- **Work required**:
Find the lines below that contain the string "leaf". Copy each one.

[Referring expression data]
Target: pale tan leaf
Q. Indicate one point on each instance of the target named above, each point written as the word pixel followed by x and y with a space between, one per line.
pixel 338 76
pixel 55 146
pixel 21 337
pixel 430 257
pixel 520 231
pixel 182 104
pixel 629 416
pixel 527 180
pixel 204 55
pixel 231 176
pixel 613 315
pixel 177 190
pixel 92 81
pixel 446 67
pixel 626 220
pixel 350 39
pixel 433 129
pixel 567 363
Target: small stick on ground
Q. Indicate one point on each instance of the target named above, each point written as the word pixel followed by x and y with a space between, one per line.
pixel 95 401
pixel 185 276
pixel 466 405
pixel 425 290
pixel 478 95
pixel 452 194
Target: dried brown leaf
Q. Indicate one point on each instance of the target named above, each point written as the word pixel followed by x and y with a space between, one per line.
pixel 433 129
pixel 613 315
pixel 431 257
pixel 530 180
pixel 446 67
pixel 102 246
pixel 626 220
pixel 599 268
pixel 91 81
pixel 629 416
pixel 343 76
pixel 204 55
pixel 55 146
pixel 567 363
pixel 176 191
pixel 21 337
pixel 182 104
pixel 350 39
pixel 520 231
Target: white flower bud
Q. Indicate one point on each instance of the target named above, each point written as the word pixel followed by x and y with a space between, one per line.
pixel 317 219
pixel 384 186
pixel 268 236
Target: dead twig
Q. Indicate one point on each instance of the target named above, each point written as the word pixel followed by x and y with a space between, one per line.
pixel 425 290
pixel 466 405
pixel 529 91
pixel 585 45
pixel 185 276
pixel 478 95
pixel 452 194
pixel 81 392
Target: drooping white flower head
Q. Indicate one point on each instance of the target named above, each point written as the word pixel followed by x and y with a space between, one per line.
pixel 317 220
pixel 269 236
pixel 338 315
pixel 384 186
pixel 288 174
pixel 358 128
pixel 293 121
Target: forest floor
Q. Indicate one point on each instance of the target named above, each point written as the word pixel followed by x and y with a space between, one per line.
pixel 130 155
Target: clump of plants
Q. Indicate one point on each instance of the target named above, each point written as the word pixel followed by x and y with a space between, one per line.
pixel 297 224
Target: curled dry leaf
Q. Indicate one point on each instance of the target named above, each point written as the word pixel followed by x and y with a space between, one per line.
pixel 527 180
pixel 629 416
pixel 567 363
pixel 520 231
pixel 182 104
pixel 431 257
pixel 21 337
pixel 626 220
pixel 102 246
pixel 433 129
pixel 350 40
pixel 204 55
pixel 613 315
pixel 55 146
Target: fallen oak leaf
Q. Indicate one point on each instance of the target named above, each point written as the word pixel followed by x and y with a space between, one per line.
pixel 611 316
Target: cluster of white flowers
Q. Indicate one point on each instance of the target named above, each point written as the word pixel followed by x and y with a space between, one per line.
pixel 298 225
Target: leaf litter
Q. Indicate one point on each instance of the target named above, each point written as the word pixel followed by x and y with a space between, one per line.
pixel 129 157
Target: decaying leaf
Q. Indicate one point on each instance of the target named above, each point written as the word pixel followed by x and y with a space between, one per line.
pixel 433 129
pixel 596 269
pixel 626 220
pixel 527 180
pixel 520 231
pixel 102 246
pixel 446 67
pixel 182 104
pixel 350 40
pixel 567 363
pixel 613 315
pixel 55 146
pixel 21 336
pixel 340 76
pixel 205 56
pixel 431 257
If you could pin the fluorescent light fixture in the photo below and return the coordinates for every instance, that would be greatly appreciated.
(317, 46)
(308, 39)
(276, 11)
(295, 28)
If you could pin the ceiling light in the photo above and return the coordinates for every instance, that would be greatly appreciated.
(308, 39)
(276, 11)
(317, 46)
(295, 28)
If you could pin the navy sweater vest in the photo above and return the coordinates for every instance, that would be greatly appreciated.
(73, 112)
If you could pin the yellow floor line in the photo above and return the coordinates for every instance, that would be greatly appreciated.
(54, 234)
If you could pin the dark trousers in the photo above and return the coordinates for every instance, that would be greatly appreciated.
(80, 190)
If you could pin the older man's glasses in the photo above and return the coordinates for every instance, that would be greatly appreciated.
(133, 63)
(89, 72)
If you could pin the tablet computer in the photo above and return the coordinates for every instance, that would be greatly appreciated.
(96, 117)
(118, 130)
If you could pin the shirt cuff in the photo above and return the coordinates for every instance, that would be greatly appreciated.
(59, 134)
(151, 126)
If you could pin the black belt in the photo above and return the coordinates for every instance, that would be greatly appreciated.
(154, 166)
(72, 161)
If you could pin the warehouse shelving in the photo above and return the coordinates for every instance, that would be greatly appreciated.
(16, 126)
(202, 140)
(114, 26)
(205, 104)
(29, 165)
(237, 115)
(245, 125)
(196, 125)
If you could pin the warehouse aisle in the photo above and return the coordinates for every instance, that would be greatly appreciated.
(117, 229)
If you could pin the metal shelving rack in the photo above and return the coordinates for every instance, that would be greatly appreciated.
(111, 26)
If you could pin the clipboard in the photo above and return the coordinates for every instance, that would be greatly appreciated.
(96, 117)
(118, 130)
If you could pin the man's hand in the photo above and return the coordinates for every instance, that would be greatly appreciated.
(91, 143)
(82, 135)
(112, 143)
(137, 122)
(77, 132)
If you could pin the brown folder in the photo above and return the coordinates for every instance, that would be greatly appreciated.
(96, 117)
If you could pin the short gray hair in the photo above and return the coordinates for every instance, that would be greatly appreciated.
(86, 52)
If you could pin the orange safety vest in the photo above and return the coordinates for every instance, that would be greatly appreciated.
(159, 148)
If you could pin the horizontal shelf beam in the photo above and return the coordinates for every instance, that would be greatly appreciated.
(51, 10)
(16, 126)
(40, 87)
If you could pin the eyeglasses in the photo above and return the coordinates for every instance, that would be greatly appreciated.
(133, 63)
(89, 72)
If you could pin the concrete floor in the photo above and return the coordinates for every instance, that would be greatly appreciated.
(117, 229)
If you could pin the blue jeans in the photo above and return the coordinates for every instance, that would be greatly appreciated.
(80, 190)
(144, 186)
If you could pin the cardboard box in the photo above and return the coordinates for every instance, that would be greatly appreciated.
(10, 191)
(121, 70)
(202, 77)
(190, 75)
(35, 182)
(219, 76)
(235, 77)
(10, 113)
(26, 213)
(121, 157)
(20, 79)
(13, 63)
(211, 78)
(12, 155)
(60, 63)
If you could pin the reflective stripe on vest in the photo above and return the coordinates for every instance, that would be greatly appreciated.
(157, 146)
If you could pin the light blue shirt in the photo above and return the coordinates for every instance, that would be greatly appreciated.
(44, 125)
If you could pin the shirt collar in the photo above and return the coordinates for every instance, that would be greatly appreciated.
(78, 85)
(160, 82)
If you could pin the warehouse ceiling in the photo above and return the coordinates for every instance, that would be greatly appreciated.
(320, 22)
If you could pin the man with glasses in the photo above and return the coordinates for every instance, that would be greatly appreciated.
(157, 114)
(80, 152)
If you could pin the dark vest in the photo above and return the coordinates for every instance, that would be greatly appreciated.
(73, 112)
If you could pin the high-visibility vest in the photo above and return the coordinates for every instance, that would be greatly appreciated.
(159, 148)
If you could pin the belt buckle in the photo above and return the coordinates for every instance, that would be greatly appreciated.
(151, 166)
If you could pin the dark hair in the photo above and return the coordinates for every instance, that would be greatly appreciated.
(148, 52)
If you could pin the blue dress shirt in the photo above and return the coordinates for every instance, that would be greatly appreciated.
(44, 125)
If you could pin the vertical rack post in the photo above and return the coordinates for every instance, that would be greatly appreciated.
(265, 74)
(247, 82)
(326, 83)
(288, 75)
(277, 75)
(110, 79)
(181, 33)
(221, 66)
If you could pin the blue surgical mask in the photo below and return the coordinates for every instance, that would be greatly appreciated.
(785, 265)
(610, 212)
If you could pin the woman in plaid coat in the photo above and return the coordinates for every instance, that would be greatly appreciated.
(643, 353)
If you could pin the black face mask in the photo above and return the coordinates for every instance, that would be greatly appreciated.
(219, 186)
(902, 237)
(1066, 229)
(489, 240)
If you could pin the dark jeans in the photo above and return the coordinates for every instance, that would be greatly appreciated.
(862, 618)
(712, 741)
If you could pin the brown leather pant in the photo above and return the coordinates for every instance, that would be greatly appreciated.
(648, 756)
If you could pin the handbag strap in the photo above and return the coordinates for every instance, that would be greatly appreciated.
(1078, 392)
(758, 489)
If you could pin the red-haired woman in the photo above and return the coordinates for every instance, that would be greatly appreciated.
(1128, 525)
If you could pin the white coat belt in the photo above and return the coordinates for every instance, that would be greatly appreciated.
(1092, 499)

- **Solution below**:
Target: pale tan leaf
Target: dried brown leaf
Target: curled dry leaf
Target: fallen oak leaf
Target: leaf litter
Target: decaying leaf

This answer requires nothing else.